## Set problem
In the entries below, swap every "blue jacket" for "red coat" and write the lines out again with nothing else altered. Omit the pictures from your answer.

=-=-=

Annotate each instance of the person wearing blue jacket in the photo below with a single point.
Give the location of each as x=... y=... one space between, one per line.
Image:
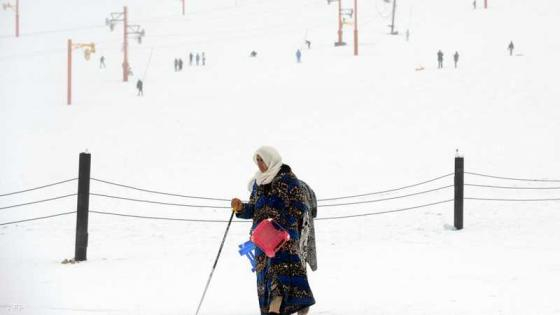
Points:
x=276 y=193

=-=-=

## Solution to this problem
Annotate each instance of the person wearing red coat in the photo below with a single point.
Give the location of each as x=... y=... one space between, one per line.
Image:
Points:
x=276 y=193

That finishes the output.